◆ **Supplied entries**
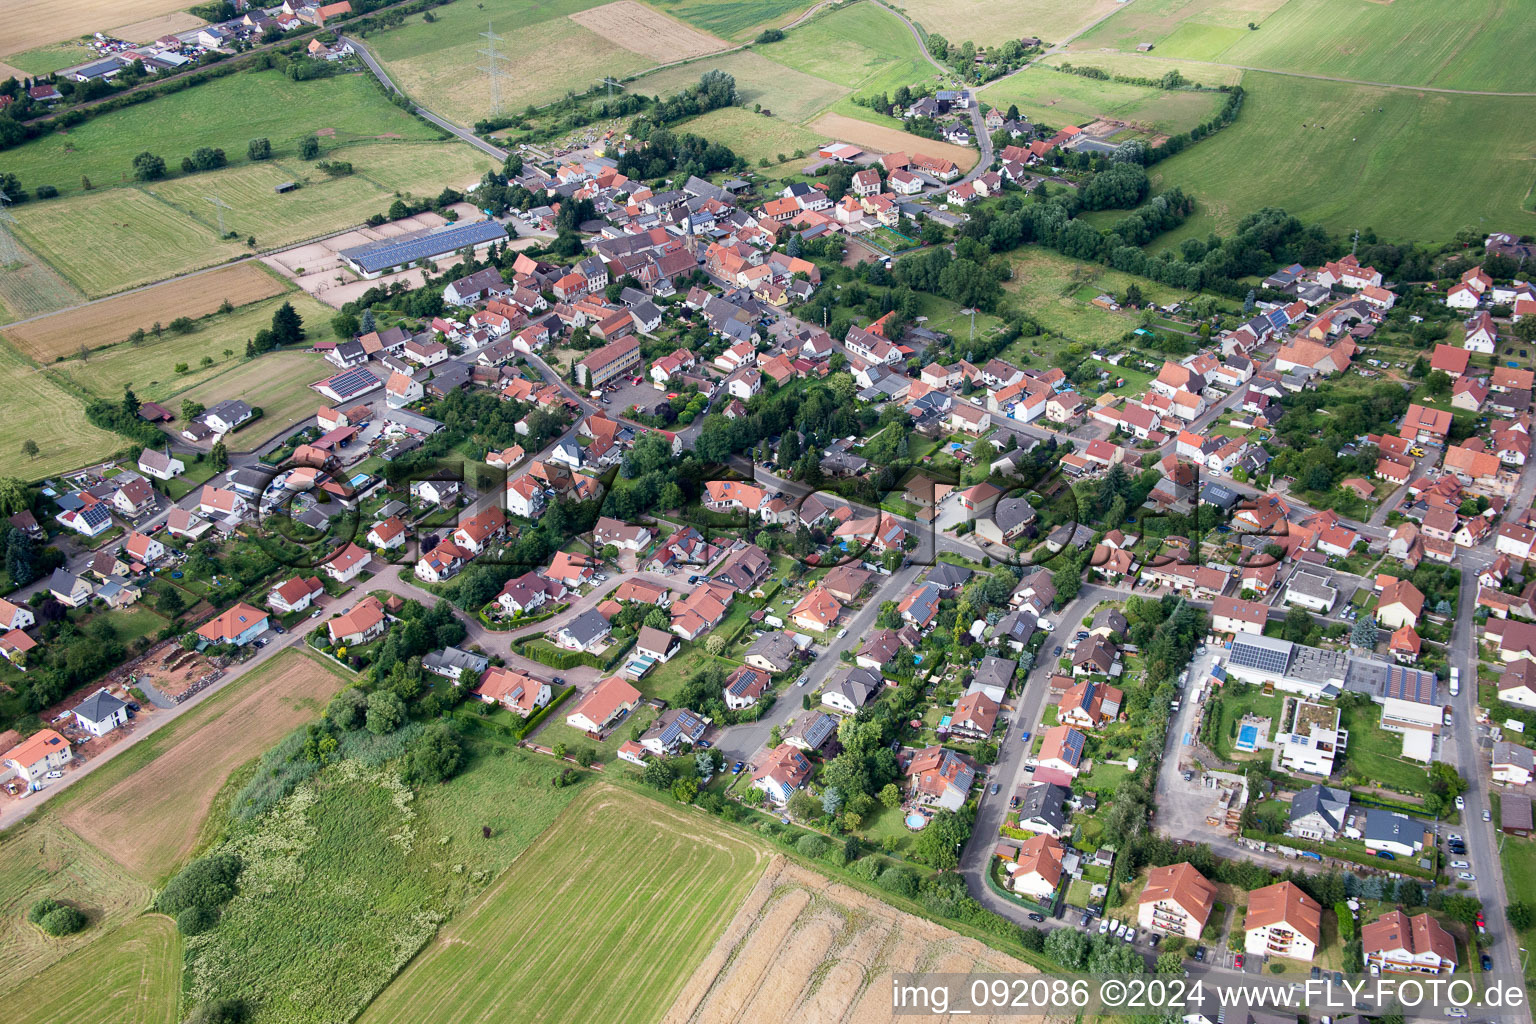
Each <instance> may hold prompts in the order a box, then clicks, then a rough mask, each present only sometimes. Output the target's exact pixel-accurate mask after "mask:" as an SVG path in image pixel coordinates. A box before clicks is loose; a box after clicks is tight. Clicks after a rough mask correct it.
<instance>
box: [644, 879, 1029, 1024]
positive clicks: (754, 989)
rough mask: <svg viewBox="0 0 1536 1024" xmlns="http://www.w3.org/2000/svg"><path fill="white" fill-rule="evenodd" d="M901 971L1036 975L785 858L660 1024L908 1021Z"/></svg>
mask: <svg viewBox="0 0 1536 1024" xmlns="http://www.w3.org/2000/svg"><path fill="white" fill-rule="evenodd" d="M895 972H942V973H1008V975H1025V973H1034V969H1032V967H1031V966H1029V964H1025V963H1021V961H1018V960H1014V958H1012V956H1008V955H1005V953H1000V952H997V950H994V949H989V947H988V946H983V944H982V943H978V941H977V940H974V938H966V936H963V935H958V933H955V932H952V930H949V929H946V927H943V926H942V924H935V923H932V921H928V920H923V918H919V917H912V915H909V913H902V912H900V910H897V909H894V907H891V906H889V904H886V903H882V901H880V900H876V898H874V897H868V895H865V894H862V892H859V890H856V889H852V887H849V886H845V884H842V883H834V881H829V880H828V878H825V877H823V875H819V874H816V872H814V870H809V869H806V867H800V866H797V864H793V863H788V861H786V860H785V858H782V857H779V858H774V861H773V863H771V864H770V866H768V869H766V870H765V872H763V875H762V878H760V880H759V881H757V884H756V886H754V887H753V890H751V894H748V897H746V900H745V901H743V903H742V904H740V907H739V909H737V912H736V917H734V918H733V920H731V923H730V924H728V926H727V929H725V932H723V935H720V940H719V941H717V943H716V944H714V949H713V950H710V953H708V955H707V956H705V958H703V961H702V963H700V964H699V967H697V970H694V973H693V976H691V978H690V979H688V983H687V984H685V986H684V989H682V992H680V993H679V996H677V999H676V1001H674V1003H673V1006H671V1009H668V1010H667V1013H665V1015H664V1016H662V1018H660V1021H662V1024H751V1022H754V1021H802V1022H803V1024H837V1022H842V1021H892V1022H894V1021H905V1019H909V1018H905V1016H897V1015H894V1013H892V1007H891V984H892V973H895ZM966 1019H972V1018H966ZM975 1019H1000V1021H1005V1019H1012V1018H1008V1016H1000V1018H986V1016H982V1018H975Z"/></svg>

◆ **Work required**
Keep the pictures out and write out the records exactly.

◆ **Result of this task**
Each <instance> may hold prompts in the order a box, then clicks, then a rough mask, each present only sometimes. Output the target's exact pixel-accurate mask after "mask:" as an SVG path in image pixel coordinates. A box before clicks is loose; a box after clicks is tight. Clicks after a rough mask correct it.
<instance>
box: [644, 879, 1029, 1024]
positive clicks: (754, 989)
rough mask: <svg viewBox="0 0 1536 1024" xmlns="http://www.w3.org/2000/svg"><path fill="white" fill-rule="evenodd" d="M901 971L1036 975L785 858L660 1024L908 1021Z"/></svg>
mask: <svg viewBox="0 0 1536 1024" xmlns="http://www.w3.org/2000/svg"><path fill="white" fill-rule="evenodd" d="M895 972H942V973H1008V975H1025V973H1034V969H1032V967H1031V966H1029V964H1025V963H1021V961H1018V960H1014V958H1012V956H1008V955H1005V953H1000V952H997V950H994V949H989V947H988V946H983V944H982V943H978V941H977V940H974V938H966V936H963V935H958V933H955V932H952V930H949V929H946V927H943V926H942V924H935V923H932V921H928V920H923V918H919V917H912V915H909V913H902V912H900V910H897V909H894V907H891V906H889V904H886V903H882V901H880V900H876V898H874V897H868V895H865V894H862V892H859V890H856V889H852V887H849V886H845V884H842V883H834V881H829V880H828V878H825V877H823V875H819V874H816V872H814V870H809V869H806V867H800V866H797V864H793V863H788V861H786V860H785V858H782V857H779V858H774V861H773V863H771V864H770V866H768V869H766V870H765V872H763V875H762V878H760V880H759V881H757V884H756V886H754V887H753V890H751V894H748V897H746V900H745V901H743V903H742V904H740V907H739V909H737V912H736V917H734V918H733V920H731V923H730V924H728V926H727V929H725V932H723V935H720V940H719V941H717V943H716V944H714V949H713V950H710V953H708V955H707V956H705V958H703V961H702V963H700V964H699V967H697V970H694V973H693V976H691V978H690V979H688V983H687V984H685V986H684V989H682V992H680V993H679V996H677V999H676V1001H674V1003H673V1006H671V1009H668V1010H667V1013H665V1015H664V1016H662V1018H660V1021H662V1024H751V1022H754V1021H802V1022H803V1024H837V1022H842V1021H892V1022H894V1021H905V1019H909V1018H905V1016H897V1015H894V1013H892V1007H891V984H892V973H895ZM966 1019H972V1018H966ZM975 1019H1000V1021H1005V1019H1012V1018H1008V1016H1000V1018H986V1016H982V1018H975Z"/></svg>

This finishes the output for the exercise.